[Collection entries]
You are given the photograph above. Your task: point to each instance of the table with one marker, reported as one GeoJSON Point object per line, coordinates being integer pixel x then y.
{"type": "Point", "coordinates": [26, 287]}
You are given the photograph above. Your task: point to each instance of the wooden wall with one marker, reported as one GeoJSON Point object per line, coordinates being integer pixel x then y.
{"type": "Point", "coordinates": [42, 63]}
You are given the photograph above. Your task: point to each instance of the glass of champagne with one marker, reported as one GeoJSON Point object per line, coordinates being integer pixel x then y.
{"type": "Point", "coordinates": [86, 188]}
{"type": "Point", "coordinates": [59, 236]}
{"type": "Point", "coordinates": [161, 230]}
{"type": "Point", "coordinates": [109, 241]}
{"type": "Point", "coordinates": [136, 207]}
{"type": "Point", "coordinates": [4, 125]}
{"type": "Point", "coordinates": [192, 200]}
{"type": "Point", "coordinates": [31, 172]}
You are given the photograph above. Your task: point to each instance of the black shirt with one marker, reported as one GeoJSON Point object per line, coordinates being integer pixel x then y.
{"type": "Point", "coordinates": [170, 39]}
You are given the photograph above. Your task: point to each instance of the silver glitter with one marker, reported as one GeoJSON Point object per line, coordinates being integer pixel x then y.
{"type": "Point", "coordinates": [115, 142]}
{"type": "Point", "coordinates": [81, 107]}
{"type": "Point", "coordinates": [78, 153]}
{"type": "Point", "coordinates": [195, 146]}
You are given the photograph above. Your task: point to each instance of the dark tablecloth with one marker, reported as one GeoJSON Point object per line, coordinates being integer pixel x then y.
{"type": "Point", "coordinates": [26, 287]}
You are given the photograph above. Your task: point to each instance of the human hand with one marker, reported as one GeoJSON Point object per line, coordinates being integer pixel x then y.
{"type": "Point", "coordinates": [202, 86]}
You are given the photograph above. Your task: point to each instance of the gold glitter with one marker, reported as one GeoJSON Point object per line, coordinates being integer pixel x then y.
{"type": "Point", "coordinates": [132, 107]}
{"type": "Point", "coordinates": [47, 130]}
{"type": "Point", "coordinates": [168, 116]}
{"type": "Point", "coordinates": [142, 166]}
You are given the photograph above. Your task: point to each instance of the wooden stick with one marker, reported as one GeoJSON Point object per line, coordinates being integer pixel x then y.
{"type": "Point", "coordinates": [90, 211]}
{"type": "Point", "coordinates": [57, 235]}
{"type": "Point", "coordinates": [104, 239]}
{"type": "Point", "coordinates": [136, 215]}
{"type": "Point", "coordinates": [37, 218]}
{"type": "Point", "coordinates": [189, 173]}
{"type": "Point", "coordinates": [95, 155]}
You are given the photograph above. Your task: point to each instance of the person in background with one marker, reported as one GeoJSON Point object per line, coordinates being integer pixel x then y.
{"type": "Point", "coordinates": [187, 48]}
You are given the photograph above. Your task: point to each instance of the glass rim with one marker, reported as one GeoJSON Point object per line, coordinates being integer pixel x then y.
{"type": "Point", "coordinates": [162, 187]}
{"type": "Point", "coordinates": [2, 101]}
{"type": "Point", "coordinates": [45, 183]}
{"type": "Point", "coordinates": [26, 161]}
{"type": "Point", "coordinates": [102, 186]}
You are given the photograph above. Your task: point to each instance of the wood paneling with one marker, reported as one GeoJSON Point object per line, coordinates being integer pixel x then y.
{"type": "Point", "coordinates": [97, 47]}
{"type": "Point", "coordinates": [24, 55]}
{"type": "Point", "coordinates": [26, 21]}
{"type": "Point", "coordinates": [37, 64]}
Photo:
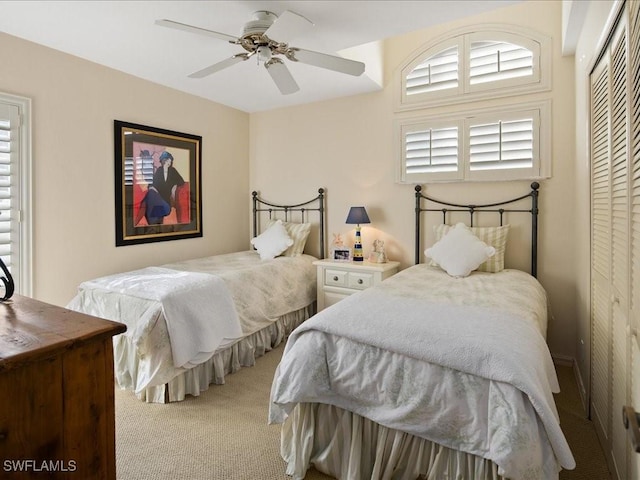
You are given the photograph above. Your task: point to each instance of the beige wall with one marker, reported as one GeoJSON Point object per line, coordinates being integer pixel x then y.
{"type": "Point", "coordinates": [74, 105]}
{"type": "Point", "coordinates": [591, 42]}
{"type": "Point", "coordinates": [346, 145]}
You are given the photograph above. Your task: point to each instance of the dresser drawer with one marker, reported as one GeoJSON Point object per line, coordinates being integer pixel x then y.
{"type": "Point", "coordinates": [360, 280]}
{"type": "Point", "coordinates": [336, 278]}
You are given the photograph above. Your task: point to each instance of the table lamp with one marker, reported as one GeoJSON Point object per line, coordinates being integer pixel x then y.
{"type": "Point", "coordinates": [357, 215]}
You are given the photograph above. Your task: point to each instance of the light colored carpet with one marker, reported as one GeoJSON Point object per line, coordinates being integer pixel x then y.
{"type": "Point", "coordinates": [223, 433]}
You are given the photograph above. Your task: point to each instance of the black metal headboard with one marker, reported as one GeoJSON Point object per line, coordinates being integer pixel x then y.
{"type": "Point", "coordinates": [296, 212]}
{"type": "Point", "coordinates": [472, 209]}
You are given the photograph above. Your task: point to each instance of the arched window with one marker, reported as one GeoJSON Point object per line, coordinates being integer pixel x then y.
{"type": "Point", "coordinates": [473, 66]}
{"type": "Point", "coordinates": [497, 141]}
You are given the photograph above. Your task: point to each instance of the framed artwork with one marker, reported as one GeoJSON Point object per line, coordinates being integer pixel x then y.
{"type": "Point", "coordinates": [157, 184]}
{"type": "Point", "coordinates": [341, 254]}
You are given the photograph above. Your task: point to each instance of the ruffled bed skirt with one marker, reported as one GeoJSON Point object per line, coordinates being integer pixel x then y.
{"type": "Point", "coordinates": [243, 353]}
{"type": "Point", "coordinates": [348, 446]}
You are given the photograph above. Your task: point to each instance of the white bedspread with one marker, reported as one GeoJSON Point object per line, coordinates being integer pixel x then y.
{"type": "Point", "coordinates": [476, 379]}
{"type": "Point", "coordinates": [261, 292]}
{"type": "Point", "coordinates": [197, 307]}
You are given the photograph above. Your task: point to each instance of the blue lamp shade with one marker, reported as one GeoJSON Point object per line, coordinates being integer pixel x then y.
{"type": "Point", "coordinates": [357, 215]}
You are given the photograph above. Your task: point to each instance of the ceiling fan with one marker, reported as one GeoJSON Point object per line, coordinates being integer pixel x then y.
{"type": "Point", "coordinates": [257, 39]}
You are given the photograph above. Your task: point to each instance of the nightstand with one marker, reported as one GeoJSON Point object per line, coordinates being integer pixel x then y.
{"type": "Point", "coordinates": [337, 280]}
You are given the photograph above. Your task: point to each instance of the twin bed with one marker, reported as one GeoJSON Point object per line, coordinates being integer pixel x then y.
{"type": "Point", "coordinates": [435, 373]}
{"type": "Point", "coordinates": [190, 323]}
{"type": "Point", "coordinates": [440, 372]}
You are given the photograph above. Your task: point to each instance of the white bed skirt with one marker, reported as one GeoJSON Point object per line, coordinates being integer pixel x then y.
{"type": "Point", "coordinates": [231, 358]}
{"type": "Point", "coordinates": [348, 446]}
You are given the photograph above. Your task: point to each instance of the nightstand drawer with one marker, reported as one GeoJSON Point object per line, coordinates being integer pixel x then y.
{"type": "Point", "coordinates": [336, 278]}
{"type": "Point", "coordinates": [359, 280]}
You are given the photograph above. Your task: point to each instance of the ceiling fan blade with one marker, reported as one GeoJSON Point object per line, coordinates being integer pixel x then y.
{"type": "Point", "coordinates": [330, 62]}
{"type": "Point", "coordinates": [288, 26]}
{"type": "Point", "coordinates": [281, 76]}
{"type": "Point", "coordinates": [198, 30]}
{"type": "Point", "coordinates": [216, 67]}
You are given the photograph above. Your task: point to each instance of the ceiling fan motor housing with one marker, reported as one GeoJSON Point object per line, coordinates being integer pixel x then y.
{"type": "Point", "coordinates": [261, 23]}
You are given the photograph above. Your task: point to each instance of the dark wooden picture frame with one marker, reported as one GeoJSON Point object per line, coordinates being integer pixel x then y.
{"type": "Point", "coordinates": [157, 184]}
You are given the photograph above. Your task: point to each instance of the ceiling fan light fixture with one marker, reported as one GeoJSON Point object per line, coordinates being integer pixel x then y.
{"type": "Point", "coordinates": [264, 53]}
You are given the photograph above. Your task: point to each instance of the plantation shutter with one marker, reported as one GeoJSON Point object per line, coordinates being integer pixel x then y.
{"type": "Point", "coordinates": [491, 61]}
{"type": "Point", "coordinates": [8, 146]}
{"type": "Point", "coordinates": [501, 145]}
{"type": "Point", "coordinates": [438, 72]}
{"type": "Point", "coordinates": [432, 150]}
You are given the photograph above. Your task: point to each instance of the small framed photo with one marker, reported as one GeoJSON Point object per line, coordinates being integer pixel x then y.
{"type": "Point", "coordinates": [341, 254]}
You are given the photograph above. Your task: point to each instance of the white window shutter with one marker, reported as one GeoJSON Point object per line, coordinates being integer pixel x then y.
{"type": "Point", "coordinates": [433, 150]}
{"type": "Point", "coordinates": [501, 145]}
{"type": "Point", "coordinates": [7, 119]}
{"type": "Point", "coordinates": [438, 72]}
{"type": "Point", "coordinates": [492, 61]}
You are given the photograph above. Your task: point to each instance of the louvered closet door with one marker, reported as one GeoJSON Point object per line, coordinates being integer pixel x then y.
{"type": "Point", "coordinates": [619, 248]}
{"type": "Point", "coordinates": [615, 245]}
{"type": "Point", "coordinates": [634, 209]}
{"type": "Point", "coordinates": [600, 250]}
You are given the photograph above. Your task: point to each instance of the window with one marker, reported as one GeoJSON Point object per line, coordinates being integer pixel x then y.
{"type": "Point", "coordinates": [504, 145]}
{"type": "Point", "coordinates": [477, 65]}
{"type": "Point", "coordinates": [501, 140]}
{"type": "Point", "coordinates": [15, 191]}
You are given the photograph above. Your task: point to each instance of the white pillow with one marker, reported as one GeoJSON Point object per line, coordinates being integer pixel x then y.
{"type": "Point", "coordinates": [493, 236]}
{"type": "Point", "coordinates": [299, 232]}
{"type": "Point", "coordinates": [459, 251]}
{"type": "Point", "coordinates": [272, 242]}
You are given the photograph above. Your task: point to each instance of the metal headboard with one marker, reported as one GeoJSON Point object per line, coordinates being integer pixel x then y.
{"type": "Point", "coordinates": [472, 209]}
{"type": "Point", "coordinates": [288, 213]}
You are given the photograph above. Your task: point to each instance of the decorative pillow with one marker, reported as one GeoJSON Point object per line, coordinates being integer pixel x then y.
{"type": "Point", "coordinates": [273, 241]}
{"type": "Point", "coordinates": [494, 236]}
{"type": "Point", "coordinates": [459, 251]}
{"type": "Point", "coordinates": [299, 232]}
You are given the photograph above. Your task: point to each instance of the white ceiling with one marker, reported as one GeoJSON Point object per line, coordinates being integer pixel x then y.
{"type": "Point", "coordinates": [122, 35]}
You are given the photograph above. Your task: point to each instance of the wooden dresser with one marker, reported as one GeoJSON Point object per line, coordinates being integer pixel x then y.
{"type": "Point", "coordinates": [57, 418]}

:: Work instruction ::
Output exactly, and only, the lines running from the one that contains "of the metal" through the last line of the entries above.

:: Your response ::
You are given the photograph above. Your task: point to each instance of the metal headboard with one marker, reported as one GeoJSON Point object per line, coordinates being integer pixel x then y.
{"type": "Point", "coordinates": [472, 209]}
{"type": "Point", "coordinates": [288, 213]}
You are given the photograph above. Your task: point to each instance of the decorative pillow with one marker, reported as one GeoJSON Point object per line, coordinates being integer pixel x then y.
{"type": "Point", "coordinates": [273, 241]}
{"type": "Point", "coordinates": [494, 236]}
{"type": "Point", "coordinates": [459, 251]}
{"type": "Point", "coordinates": [299, 232]}
You are given the photograph above. Your task: point to each instance of the white ceiling with one marker, reported as one GeoJSON Point object per line, coordinates being integer pixel x then y.
{"type": "Point", "coordinates": [122, 35]}
You are given the photograph above. Your task: point to each instance of the wooden dresser with one marker, reported as one GeoJSON Point object per line, coordinates being integer pixel x then y.
{"type": "Point", "coordinates": [57, 418]}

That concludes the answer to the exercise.